説明

容器をシールする方法および装置

【課題】 本発明は、容器のシーリング、たとえばポリマーディスクから形成した容器であって、粉末形態の薬剤配合物を収容する薬剤ポケットを含む容器のシーリングについてのものである。
【解決手段】 本発明は、複数の孔を含み、孔の各々がディスクに摺動自在に連結したポケットを含むポリマー・ディスクをバリヤ・フォイルでシールするのに使用するためのプラテンに関するもので、このプラテンは、ポリマー・ディスクの孔に対応する孔領域および少なくとも1つの隆起とを含み、孔領域には隆起がなく、隆起が孔領域から隔たっている。さらに、本発明は、複数の孔を含み、各孔がディスクに摺動自在に連結したポケットを含むポリマー・ディスクをバリヤ・フォイルでシールする方法にも関する。

【発明の詳細な説明】
【技術分野】
【0001】
本発明は容器のシーリングに関する。たとえば、本発明は、ポリマー・ディスクから形成した容器であって、粉末形態の薬剤配合物を収容する薬剤ポケットを含む容器のシーリングに関する。
【背景技術】
【0002】
熱および/または圧力を用いてポリマー容器にアルミニウムフォイル積層材を接着することは、外部環境からの來雑物、たとえば、湿気の侵入を防ぐべく薬剤パッケージをシールする方法として十分に確立している。シールは、アルミニウムフォイルに積層したヒートシール・ポリマーを容器のポリマー表面に溶融させ、次いでヒートシール・ポリマーが容器の溶融または軟化した層と融着するように圧力を加え、フォイルを容器に接着する。シールの良否は、シーリング領域全体にわたってヒートシール・ポリマーが容器に充分に融着しているかどうかに依存する。

____________

■ 作業内容:
[1] 容器シーリングの文書で【】に囲まれた見出しのうち、数字でないものをすべて挙げてください。
[2] 次の(a)〜(c)が容器シーリングの文書と一致するかを、はい・いいえで答えよ。それぞれ判断の根拠となる文書中の語句をそのまま引用すること。
(a) プラテンの孔領域には隆起が設けられている。
(b) シールの良否は、シーリング領域全体でヒートシール・ポリマーが容器に充分に融着しているかどうかで決まる。
(c) アルミニウムフォイル積層材をポリマー容器に接着するには、熱および/または圧力を用いる。
[3] 容器シーリングの文書を、最後の文に続けて書き継げ。

____________

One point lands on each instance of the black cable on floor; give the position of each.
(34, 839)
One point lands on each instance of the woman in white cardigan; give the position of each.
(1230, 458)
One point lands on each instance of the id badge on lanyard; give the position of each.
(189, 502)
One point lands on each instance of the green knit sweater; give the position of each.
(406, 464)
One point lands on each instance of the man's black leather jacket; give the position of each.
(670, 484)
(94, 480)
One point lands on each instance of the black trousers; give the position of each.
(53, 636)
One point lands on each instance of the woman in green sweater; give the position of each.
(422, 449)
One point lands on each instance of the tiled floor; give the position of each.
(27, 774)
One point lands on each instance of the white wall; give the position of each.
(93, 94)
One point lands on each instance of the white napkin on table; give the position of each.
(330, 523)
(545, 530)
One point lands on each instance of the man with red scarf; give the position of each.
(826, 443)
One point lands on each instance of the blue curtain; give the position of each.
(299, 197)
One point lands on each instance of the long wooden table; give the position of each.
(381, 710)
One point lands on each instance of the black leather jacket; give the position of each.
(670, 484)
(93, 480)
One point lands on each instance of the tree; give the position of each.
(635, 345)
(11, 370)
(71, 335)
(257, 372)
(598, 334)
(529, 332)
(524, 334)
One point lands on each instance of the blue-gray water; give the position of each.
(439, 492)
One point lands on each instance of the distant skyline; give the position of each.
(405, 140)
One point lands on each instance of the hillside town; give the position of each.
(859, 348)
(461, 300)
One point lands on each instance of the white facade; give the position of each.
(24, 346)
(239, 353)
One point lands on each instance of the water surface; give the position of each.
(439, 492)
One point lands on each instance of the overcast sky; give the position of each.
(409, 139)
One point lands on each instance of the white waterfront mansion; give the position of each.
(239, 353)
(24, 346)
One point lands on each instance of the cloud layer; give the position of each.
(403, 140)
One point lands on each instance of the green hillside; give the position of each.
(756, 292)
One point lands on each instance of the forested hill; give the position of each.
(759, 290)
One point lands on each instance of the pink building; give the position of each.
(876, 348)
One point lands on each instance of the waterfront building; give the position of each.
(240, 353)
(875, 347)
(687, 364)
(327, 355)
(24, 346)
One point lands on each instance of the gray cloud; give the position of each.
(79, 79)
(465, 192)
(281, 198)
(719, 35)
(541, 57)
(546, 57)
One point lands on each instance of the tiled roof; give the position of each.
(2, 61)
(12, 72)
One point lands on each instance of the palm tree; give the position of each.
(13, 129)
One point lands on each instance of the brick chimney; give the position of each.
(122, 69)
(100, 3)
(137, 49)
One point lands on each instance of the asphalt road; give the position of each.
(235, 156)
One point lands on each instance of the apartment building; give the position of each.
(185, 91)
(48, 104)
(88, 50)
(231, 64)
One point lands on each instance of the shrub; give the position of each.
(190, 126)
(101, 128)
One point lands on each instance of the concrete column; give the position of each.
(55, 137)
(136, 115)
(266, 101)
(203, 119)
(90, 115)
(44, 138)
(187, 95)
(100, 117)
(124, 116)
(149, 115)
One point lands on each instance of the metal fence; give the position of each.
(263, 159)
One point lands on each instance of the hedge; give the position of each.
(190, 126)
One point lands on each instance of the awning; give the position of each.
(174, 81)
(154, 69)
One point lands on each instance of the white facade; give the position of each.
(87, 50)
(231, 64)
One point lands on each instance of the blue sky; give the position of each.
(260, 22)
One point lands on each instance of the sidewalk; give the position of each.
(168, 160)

____________

■ 回答一覧:
[1] 課題、解決手段、発明の詳細な説明、技術分野、背景技術

[2]
(a) いいえ。「孔領域には隆起がなく」
(b) はい。「シールの良否は、シーリング領域全体にわたってヒートシール・ポリマーが容器に充分に融着しているかどうかに依存する」
(c) はい。「熱および/または圧力を用いてポリマー容器にアルミニウムフォイル積層材を接着すること」

[3]
【0003】
アルミニウムフォイルはほぼ実質的に完全な防湿層となるが、積層材のヒートシール層は、湿気侵入に対して完全に不浸透性ではないので、湿気が通過して容器の内容物(たとえば、薬剤製品)に達する通路となる。それでも、ヒートシール層が薄く、外部環境にさらされる層の表面と内容物との距離が充分に長ければ、ヒートシール層を通しての湿気侵入を許容レベルまで減らすことはできる。
【0004】
シールはホット・ローラまたはホット・フラット・プラテンを使用して形成できる。ヒートシール層および容器の接触面の薄い層を溶融するのに充分な温度および接触時間を使用する。次いで加えられた圧力が2つの溶融層を相互に融着させ、シーリング領域全体が共に押圧されるまで溶融した材料を接触領域上のいかなる突出点からも離れる方向に流動させる。これにより、良好なシールがシーリング領域全体にわたって確実に形成されることになる。
【0005】
しかしながら、この公知方法にはいくつかの問題がある。まず、この方法は、全ての種類の容器で用いるのには適していないのである。第2に、ヒートシール・ポリマーの薄い層は、容器シーリング表面の仕上げの際の比較的大きいばらつきまたは不完全さに対応することができないのである。第3に、シールの完全性が、容器のシール表面上にあるか、または、積層材のヒートシール層により担持された來雑物(たとえば薬剤粒子)によって損なわれる可能性がある。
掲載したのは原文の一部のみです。